__What you need to do__. Please reproduce exactly the lines from the start of the records through the one containing "column 79, row 54", and nothing more.

__Record set__.

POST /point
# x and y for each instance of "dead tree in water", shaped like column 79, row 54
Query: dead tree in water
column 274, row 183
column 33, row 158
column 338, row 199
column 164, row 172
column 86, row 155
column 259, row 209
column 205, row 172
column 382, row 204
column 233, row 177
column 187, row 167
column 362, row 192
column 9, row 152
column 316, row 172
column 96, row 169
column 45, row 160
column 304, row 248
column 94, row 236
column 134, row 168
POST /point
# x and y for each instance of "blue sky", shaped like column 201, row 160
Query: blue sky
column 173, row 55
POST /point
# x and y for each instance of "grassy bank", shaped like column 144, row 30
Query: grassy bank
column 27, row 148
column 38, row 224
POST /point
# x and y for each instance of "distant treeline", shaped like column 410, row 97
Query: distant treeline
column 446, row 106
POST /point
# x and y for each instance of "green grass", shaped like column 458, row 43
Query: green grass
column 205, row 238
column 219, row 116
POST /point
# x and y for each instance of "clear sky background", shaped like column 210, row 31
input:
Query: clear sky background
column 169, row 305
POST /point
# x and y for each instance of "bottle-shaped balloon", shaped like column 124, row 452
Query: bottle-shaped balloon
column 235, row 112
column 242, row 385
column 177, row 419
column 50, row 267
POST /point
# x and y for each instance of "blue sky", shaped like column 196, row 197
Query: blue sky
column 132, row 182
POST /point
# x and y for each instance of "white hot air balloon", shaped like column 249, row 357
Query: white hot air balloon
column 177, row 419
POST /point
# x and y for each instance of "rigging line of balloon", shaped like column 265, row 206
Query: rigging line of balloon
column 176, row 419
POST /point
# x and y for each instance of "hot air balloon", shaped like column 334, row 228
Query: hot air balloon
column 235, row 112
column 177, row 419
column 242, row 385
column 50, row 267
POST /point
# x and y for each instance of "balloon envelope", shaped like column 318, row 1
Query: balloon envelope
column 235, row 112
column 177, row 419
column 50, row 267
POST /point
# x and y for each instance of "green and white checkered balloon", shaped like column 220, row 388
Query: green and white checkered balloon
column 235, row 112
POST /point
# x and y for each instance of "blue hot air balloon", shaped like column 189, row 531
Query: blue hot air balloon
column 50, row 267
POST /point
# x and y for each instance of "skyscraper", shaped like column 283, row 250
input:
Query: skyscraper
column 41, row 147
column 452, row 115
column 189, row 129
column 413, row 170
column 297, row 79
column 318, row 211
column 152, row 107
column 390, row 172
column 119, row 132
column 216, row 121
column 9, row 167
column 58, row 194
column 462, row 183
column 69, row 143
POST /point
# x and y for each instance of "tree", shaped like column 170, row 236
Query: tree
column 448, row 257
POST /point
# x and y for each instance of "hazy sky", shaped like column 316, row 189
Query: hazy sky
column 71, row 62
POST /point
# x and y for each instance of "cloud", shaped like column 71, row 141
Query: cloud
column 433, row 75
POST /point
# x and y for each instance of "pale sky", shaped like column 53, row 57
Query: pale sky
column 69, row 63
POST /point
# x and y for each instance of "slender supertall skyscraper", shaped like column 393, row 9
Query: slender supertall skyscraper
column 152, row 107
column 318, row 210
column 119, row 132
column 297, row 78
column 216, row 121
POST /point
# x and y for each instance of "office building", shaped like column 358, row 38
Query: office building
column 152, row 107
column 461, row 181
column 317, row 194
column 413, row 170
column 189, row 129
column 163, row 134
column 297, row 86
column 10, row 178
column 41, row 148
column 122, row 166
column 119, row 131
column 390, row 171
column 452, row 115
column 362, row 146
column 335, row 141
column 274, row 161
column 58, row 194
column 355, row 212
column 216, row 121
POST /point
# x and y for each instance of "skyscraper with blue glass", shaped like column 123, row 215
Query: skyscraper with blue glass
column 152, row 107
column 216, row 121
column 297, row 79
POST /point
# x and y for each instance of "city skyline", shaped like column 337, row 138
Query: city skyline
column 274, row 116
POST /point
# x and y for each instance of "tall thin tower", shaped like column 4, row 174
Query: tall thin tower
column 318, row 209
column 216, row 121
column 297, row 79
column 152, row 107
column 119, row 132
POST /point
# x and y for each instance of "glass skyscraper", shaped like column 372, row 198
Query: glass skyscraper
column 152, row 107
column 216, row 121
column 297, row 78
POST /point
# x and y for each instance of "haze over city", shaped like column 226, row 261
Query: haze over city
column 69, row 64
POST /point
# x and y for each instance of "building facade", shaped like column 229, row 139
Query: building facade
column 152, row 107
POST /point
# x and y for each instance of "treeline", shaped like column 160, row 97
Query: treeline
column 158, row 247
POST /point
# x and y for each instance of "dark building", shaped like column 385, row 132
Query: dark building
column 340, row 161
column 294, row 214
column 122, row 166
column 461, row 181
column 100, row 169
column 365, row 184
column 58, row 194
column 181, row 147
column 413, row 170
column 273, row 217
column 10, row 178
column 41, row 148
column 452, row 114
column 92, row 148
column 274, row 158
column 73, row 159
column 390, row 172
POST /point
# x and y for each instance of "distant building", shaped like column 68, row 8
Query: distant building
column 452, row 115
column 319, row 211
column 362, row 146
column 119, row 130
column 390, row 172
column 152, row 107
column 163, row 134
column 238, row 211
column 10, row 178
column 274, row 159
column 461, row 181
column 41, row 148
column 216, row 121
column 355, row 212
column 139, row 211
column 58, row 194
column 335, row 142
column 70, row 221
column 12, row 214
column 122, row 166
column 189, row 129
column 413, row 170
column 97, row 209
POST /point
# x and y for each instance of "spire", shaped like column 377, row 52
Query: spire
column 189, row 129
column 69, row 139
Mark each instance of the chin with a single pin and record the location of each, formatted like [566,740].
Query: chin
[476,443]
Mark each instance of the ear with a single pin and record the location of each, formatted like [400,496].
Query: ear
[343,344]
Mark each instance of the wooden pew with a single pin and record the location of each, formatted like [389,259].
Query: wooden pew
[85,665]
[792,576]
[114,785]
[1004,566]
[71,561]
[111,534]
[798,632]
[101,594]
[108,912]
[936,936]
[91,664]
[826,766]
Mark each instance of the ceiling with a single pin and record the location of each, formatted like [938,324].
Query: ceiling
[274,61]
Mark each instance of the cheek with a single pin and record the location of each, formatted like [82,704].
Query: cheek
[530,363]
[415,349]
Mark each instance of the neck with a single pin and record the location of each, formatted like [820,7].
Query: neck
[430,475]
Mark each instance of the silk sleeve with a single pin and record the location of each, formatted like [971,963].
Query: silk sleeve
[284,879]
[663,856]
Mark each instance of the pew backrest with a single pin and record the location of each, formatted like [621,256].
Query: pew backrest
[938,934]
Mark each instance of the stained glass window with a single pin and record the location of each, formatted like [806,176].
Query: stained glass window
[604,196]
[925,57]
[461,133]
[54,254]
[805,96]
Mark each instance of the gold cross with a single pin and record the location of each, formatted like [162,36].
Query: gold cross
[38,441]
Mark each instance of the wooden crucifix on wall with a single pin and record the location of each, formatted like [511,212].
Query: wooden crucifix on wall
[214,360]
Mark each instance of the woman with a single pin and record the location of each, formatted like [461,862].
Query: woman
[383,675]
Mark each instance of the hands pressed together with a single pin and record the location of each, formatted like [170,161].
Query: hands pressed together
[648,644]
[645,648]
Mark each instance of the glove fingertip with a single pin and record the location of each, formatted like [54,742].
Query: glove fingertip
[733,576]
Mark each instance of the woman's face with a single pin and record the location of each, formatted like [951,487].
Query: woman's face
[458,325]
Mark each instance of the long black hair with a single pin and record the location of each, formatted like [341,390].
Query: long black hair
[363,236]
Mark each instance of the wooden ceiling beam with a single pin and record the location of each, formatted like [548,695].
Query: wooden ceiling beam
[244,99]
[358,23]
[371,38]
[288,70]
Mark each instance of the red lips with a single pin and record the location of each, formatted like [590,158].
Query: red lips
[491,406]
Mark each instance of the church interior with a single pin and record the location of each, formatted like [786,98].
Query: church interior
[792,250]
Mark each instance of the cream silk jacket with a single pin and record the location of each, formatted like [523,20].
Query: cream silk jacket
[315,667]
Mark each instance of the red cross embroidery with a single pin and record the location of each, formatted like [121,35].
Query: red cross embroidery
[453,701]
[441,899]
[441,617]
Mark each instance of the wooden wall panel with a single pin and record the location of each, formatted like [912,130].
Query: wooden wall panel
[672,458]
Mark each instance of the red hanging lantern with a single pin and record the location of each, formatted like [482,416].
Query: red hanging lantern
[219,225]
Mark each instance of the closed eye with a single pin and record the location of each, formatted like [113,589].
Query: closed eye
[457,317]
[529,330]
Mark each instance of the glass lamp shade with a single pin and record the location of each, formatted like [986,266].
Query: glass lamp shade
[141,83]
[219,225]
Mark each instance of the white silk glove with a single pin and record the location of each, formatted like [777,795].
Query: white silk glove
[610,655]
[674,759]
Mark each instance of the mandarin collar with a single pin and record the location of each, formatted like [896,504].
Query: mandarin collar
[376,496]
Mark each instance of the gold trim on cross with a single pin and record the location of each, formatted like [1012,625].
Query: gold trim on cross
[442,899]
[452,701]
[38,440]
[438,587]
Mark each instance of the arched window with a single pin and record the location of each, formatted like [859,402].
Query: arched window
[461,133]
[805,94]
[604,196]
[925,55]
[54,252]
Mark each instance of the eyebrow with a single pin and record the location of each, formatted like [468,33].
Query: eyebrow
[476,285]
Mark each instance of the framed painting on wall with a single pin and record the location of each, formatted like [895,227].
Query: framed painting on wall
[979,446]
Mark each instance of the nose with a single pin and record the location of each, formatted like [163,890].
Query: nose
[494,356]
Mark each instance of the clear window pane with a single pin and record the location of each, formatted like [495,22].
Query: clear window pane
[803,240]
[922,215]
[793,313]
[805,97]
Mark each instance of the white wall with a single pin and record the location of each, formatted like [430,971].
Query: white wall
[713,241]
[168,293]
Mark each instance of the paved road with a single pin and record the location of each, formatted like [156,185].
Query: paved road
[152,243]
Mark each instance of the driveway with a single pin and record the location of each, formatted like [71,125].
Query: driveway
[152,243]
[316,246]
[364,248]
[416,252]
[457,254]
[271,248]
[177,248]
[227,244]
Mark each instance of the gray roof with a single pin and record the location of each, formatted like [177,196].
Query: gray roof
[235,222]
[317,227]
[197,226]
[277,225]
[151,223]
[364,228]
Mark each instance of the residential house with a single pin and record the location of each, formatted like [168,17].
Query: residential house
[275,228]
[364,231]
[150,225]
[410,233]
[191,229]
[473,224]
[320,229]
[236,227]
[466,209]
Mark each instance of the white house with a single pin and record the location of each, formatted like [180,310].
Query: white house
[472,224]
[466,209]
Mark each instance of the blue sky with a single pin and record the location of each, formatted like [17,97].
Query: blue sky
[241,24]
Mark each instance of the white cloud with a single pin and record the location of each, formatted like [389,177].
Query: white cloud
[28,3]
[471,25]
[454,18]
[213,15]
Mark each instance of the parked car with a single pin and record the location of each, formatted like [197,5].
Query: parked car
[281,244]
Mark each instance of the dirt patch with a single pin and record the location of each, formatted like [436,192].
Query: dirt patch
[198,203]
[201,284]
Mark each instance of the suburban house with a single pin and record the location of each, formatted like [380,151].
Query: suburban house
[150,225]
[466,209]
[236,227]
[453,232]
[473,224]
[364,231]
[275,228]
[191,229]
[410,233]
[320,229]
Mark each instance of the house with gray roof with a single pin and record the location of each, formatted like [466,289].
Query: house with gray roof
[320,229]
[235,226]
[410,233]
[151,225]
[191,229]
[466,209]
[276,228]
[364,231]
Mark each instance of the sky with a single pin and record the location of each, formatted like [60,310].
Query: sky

__Exercise solution__.
POST /point
# x and y for each instance of "dead tree in water", shaped like column 79, row 54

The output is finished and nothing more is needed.